>> BEGIN MATERIAL SUPPLIED

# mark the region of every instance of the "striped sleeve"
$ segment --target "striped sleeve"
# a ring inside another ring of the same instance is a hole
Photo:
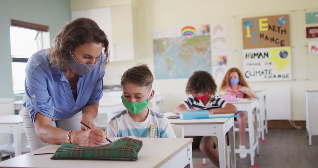
[[[187,108],[187,109],[191,109],[192,108],[192,106],[193,104],[194,98],[192,95],[189,96],[187,100],[185,100],[182,104],[185,106]]]
[[[218,96],[217,96],[212,99],[212,104],[213,106],[216,106],[218,107],[219,108],[223,108],[225,107],[225,104],[228,103],[227,102],[225,101],[223,99],[221,98]]]

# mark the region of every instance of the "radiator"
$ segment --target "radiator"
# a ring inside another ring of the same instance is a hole
[[[266,103],[267,120],[291,119],[290,88],[267,89]]]

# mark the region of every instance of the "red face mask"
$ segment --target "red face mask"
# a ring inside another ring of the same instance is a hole
[[[210,93],[208,93],[206,95],[203,96],[198,96],[196,95],[195,94],[194,94],[194,96],[196,96],[197,99],[201,100],[202,102],[204,102],[210,96]]]

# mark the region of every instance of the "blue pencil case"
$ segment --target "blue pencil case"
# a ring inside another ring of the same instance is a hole
[[[182,120],[204,119],[209,118],[210,113],[207,110],[183,111],[180,113],[180,118]]]

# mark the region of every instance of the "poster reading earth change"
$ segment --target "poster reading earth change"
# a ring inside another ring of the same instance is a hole
[[[249,81],[292,79],[288,15],[242,19],[243,74]]]

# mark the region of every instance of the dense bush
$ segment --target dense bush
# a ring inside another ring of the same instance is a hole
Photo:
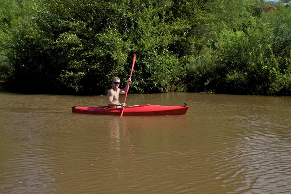
[[[214,46],[209,47],[211,59],[203,65],[196,60],[188,68],[188,75],[195,75],[189,79],[202,77],[194,80],[192,87],[230,94],[291,95],[291,24],[290,9],[280,7],[262,12],[247,29],[225,29]]]
[[[136,53],[134,92],[290,95],[291,14],[261,1],[0,0],[0,80],[104,94]]]

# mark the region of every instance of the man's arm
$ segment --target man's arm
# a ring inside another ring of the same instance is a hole
[[[126,94],[126,91],[129,89],[129,82],[131,82],[131,80],[130,78],[129,78],[128,80],[128,82],[126,84],[126,86],[124,88],[124,90],[120,89],[120,91],[119,92],[119,94]]]

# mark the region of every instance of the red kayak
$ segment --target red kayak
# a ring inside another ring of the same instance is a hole
[[[146,104],[124,108],[124,116],[156,116],[166,115],[185,114],[189,106],[159,106]],[[122,108],[110,108],[105,106],[93,107],[72,107],[72,112],[86,114],[106,114],[120,115]]]

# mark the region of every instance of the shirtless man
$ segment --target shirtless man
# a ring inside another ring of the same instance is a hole
[[[107,94],[107,104],[111,107],[121,108],[126,106],[126,104],[119,103],[119,96],[120,94],[125,94],[129,88],[129,83],[131,81],[130,79],[129,79],[128,82],[124,90],[118,88],[120,84],[120,79],[116,77],[112,81],[112,88],[108,91]]]

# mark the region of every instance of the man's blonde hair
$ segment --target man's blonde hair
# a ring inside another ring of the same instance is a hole
[[[115,78],[114,78],[113,79],[113,80],[112,80],[112,82],[113,83],[114,82],[114,81],[115,80],[119,80],[119,81],[120,81],[120,79],[119,79],[119,78],[118,78],[118,77],[115,77]]]

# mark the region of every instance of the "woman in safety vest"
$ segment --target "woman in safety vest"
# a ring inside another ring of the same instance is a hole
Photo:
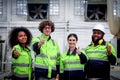
[[[60,58],[60,80],[84,80],[84,64],[87,57],[76,47],[78,37],[76,34],[69,34],[67,42],[68,51],[64,52]]]
[[[9,35],[12,48],[12,80],[31,80],[32,57],[28,48],[31,32],[25,27],[14,28]]]
[[[35,52],[35,80],[55,80],[59,73],[60,50],[56,40],[51,38],[54,32],[54,23],[44,20],[39,25],[41,35],[32,39],[32,48]]]

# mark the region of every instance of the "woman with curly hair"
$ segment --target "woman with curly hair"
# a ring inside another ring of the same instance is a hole
[[[31,43],[32,34],[25,27],[17,27],[11,30],[9,45],[12,53],[12,80],[31,80],[32,57],[28,46]]]
[[[51,37],[54,32],[54,23],[44,20],[38,27],[39,37],[32,39],[32,48],[35,52],[35,80],[55,80],[59,73],[60,49],[58,42]]]

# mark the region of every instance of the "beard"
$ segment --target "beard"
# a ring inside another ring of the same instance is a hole
[[[92,37],[92,42],[94,44],[98,44],[99,40],[102,39],[102,38],[96,38],[96,37]]]

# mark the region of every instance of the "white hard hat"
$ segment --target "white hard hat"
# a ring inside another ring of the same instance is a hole
[[[93,28],[93,30],[100,30],[100,31],[102,31],[103,33],[105,33],[105,26],[103,26],[102,24],[97,24],[94,28]]]

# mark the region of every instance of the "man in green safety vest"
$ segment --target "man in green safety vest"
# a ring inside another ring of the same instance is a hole
[[[57,41],[50,36],[54,32],[54,23],[44,20],[39,25],[41,36],[32,39],[35,52],[35,80],[55,80],[59,72],[60,50]]]
[[[93,28],[92,42],[85,48],[88,57],[85,71],[88,80],[110,80],[110,65],[117,60],[116,51],[106,42],[105,26],[98,24]]]

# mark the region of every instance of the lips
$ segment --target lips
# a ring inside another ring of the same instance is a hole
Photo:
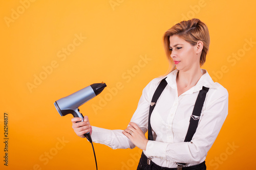
[[[174,64],[175,64],[175,65],[176,65],[176,64],[179,64],[179,63],[180,62],[180,61],[174,61]]]

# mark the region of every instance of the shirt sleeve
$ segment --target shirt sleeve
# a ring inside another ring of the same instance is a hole
[[[177,163],[201,163],[213,144],[228,113],[228,93],[226,89],[210,88],[210,90],[191,141],[170,143],[150,140],[145,151],[147,156]]]
[[[150,103],[148,100],[150,99],[149,92],[152,90],[151,88],[154,88],[152,86],[152,82],[150,82],[143,90],[137,109],[131,120],[131,122],[136,123],[144,133],[147,130]],[[135,145],[122,134],[122,131],[123,130],[109,130],[93,126],[92,139],[94,142],[104,144],[114,149],[135,148]]]

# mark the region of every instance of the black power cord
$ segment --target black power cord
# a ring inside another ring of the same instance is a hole
[[[90,141],[90,142],[92,144],[92,147],[93,147],[93,154],[94,154],[94,159],[95,159],[95,163],[96,165],[96,170],[98,170],[98,166],[97,165],[97,160],[96,158],[95,151],[94,151],[94,147],[93,147],[93,141],[92,140],[92,137],[91,137],[91,135],[90,134],[90,132],[87,133],[84,135],[87,139]]]

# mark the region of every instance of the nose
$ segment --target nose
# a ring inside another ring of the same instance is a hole
[[[174,58],[177,57],[177,54],[175,53],[174,51],[173,51],[172,52],[172,53],[170,54],[170,57],[172,58]]]

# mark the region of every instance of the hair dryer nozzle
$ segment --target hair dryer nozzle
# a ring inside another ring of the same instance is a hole
[[[91,85],[95,95],[97,95],[100,93],[101,91],[106,87],[105,83],[102,82],[101,83],[95,83]]]
[[[63,115],[61,113],[61,111],[60,110],[60,109],[59,108],[59,106],[58,106],[58,104],[56,102],[55,102],[55,103],[54,103],[54,106],[55,106],[56,109],[57,110],[58,112],[59,113],[60,116],[63,116]]]

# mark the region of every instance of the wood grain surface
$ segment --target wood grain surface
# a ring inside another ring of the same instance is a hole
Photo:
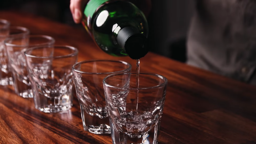
[[[115,57],[98,48],[82,26],[78,28],[20,12],[1,11],[0,18],[32,34],[54,37],[57,44],[77,47],[78,61]],[[141,71],[168,80],[159,144],[256,144],[256,87],[149,53]],[[48,114],[32,99],[19,97],[11,86],[0,87],[0,143],[111,144],[109,135],[84,131],[77,98],[68,111]]]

>> END MATERIAL SUPPLIED

INSTRUCTION: Set down all the entries exactly as they appear, but skip any pictures.

PROBLEM SOLUTION:
# mark the region of every instance of the "striped sleeve"
$ segment --target "striped sleeve"
# a ring inside another ring of the same instance is a hole
Photo:
[[[187,108],[187,109],[191,109],[192,108],[192,106],[193,104],[194,98],[192,95],[189,96],[187,100],[185,100],[182,104],[185,106]]]
[[[218,96],[217,96],[212,99],[212,104],[213,106],[216,106],[218,107],[219,108],[223,108],[225,107],[225,104],[228,103],[227,102],[225,101],[223,99],[221,98]]]

# mark the region of every instance of the "radiator"
$ segment --target "radiator"
# a ring inside another ring of the same instance is a hole
[[[266,103],[267,120],[291,119],[290,88],[267,89]]]

# mark the region of every instance of the "red face mask"
$ segment --target "red face mask"
# a ring inside another ring of the same instance is a hole
[[[210,93],[208,93],[206,95],[203,96],[198,96],[196,95],[195,94],[194,94],[194,96],[196,96],[197,99],[201,100],[202,102],[204,102],[210,96]]]

# mark the region of every instance of the "blue pencil case"
$ segment --target "blue pencil case"
# a ring inside another ring of the same instance is a hole
[[[182,120],[204,119],[209,118],[210,113],[207,110],[183,111],[180,113],[180,118]]]

# mark the region of every instance of the "poster reading earth change"
$ segment --target "poster reading earth change"
# a ring inside another ring of the same instance is a hole
[[[249,81],[292,79],[288,15],[242,19],[243,74]]]

# mark the region of every instance of the dense bush
$ segment --target dense bush
# a ring inside another ring of the same instance is a hole
Photo:
[[[214,46],[209,47],[211,59],[203,65],[196,60],[188,68],[188,75],[195,75],[189,79],[202,77],[194,80],[192,87],[230,94],[291,95],[291,24],[290,9],[280,7],[262,12],[247,29],[225,29]]]
[[[136,53],[134,92],[290,95],[291,14],[261,1],[0,0],[0,80],[104,94]]]

# mark the region of every instance of the man's arm
$ segment --target man's arm
# a ring inside another ring of the same instance is a hole
[[[126,94],[126,91],[129,89],[129,82],[131,82],[131,80],[130,78],[129,78],[128,80],[128,82],[126,84],[126,86],[124,88],[124,90],[120,89],[120,91],[119,92],[119,94]]]

# mark the region of every instance of the red kayak
$ segment --target red kayak
# a ring inside another ring of the same instance is a hole
[[[146,104],[124,108],[124,116],[156,116],[166,115],[185,114],[189,106],[159,106]],[[122,108],[110,108],[105,106],[93,107],[72,107],[72,112],[86,114],[106,114],[120,115]]]

# mark the region of every instance of the shirtless man
$ segment --target shirtless man
# a ring inside another ring of the same instance is a hole
[[[107,94],[107,104],[111,107],[121,108],[126,106],[126,104],[119,103],[119,96],[120,94],[125,94],[129,88],[129,83],[131,81],[130,79],[129,79],[128,82],[124,90],[118,88],[120,84],[120,79],[116,77],[112,81],[112,88],[108,91]]]

# mark the region of every instance of the man's blonde hair
$ segment --target man's blonde hair
# a ring inside another ring of the same instance is a hole
[[[115,78],[114,78],[113,79],[113,80],[112,80],[112,82],[113,83],[114,82],[114,81],[115,80],[119,80],[119,81],[120,81],[120,79],[119,79],[119,78],[118,78],[118,77],[115,77]]]

# mark the region of every instance of the "woman in safety vest"
$ segment --target "woman in safety vest"
# a ring inside another ring of the same instance is a hole
Photo:
[[[60,58],[60,80],[84,80],[84,64],[87,57],[76,47],[78,37],[76,34],[69,34],[67,42],[68,51],[64,52]]]
[[[9,35],[12,48],[12,80],[31,80],[32,57],[28,48],[31,32],[25,27],[14,28]]]
[[[35,52],[35,80],[55,80],[59,73],[60,50],[56,40],[51,38],[54,32],[54,23],[44,20],[39,25],[41,35],[32,39],[32,48]]]

# mark the region of every instance of the "woman with curly hair"
$ segment --target "woman with curly hair"
# a ring inside another ring of the same instance is a hole
[[[31,43],[32,34],[25,27],[17,27],[11,30],[9,45],[12,53],[12,80],[31,80],[32,57],[28,46]]]
[[[51,37],[54,32],[54,23],[44,20],[38,27],[39,37],[32,39],[32,48],[35,52],[35,80],[55,80],[59,73],[60,49],[58,42]]]

# mark the region of every instance of the "beard"
$ segment --target "beard"
# a ring inside another ring of the same instance is a hole
[[[92,37],[92,42],[94,44],[98,44],[99,40],[102,39],[102,38],[96,38],[96,37]]]

# mark the region of every instance of the "white hard hat"
$ segment --target "white hard hat"
# a ring inside another ring of the same instance is a hole
[[[93,28],[93,30],[100,30],[100,31],[102,31],[103,33],[105,33],[105,26],[103,26],[102,24],[97,24],[94,28]]]

# mark the region of every instance of the "man in green safety vest"
$ segment --target "man in green safety vest"
# a ring inside another ring of the same instance is a hole
[[[57,41],[50,36],[54,32],[54,23],[44,20],[39,25],[41,36],[32,39],[35,52],[35,80],[55,80],[59,72],[60,50]]]
[[[93,28],[92,42],[85,48],[88,57],[85,71],[88,80],[110,80],[110,65],[117,60],[116,51],[106,42],[105,26],[98,24]]]

# mark the region of every instance of the lips
$ segment --target lips
# a ring inside another ring of the same instance is a hole
Photo:
[[[174,64],[175,64],[175,65],[176,65],[176,64],[179,64],[179,63],[180,62],[180,61],[174,61]]]

# mark the region of every instance of the shirt sleeve
$ segment --target shirt sleeve
# a ring inside another ring of the same instance is a hole
[[[177,163],[201,163],[213,144],[228,113],[228,93],[226,89],[210,88],[210,90],[191,141],[170,143],[150,140],[145,151],[147,156]]]
[[[150,103],[148,100],[150,99],[149,92],[152,90],[151,88],[154,88],[152,86],[152,82],[150,82],[143,90],[137,109],[131,120],[131,122],[136,123],[144,133],[147,130]],[[135,145],[122,134],[122,131],[123,130],[109,130],[93,126],[92,139],[94,142],[104,144],[114,149],[135,148]]]

# mark the region of every instance of the black power cord
$ segment --target black power cord
# a ring inside another ring of the same instance is a hole
[[[90,141],[90,142],[92,144],[92,147],[93,147],[93,154],[94,154],[94,159],[95,159],[95,163],[96,165],[96,170],[98,170],[98,166],[97,165],[97,160],[96,158],[95,151],[94,151],[94,147],[93,147],[93,141],[92,140],[92,137],[91,137],[91,135],[90,134],[90,132],[87,133],[84,135],[87,139]]]

# mark the region of every instance of the nose
$ segment --target nose
# a ring inside another ring of the same instance is a hole
[[[174,58],[177,57],[177,54],[175,53],[174,51],[173,51],[172,52],[172,53],[170,54],[170,57],[172,58]]]

# mark the region of every instance of the hair dryer nozzle
$ segment --target hair dryer nozzle
# a ring inside another ring of the same instance is a hole
[[[91,85],[95,95],[97,95],[100,93],[101,91],[106,87],[105,83],[102,82],[101,83],[95,83]]]
[[[63,115],[61,113],[61,111],[60,110],[60,109],[59,108],[59,106],[58,106],[58,104],[56,102],[55,102],[55,103],[54,103],[54,106],[55,106],[56,109],[57,110],[58,112],[59,113],[60,116],[63,116]]]

# mark the region of every instance of the wood grain surface
$ segment --target wood grain surface
# a ring inside another ring of the same instance is a hole
Photo:
[[[115,57],[98,48],[82,26],[78,28],[20,12],[1,11],[0,18],[32,34],[54,37],[57,44],[77,47],[78,61]],[[141,71],[168,80],[159,144],[256,144],[256,87],[149,53]],[[48,114],[32,99],[19,97],[11,86],[0,87],[0,143],[111,144],[109,135],[84,131],[77,98],[68,111]]]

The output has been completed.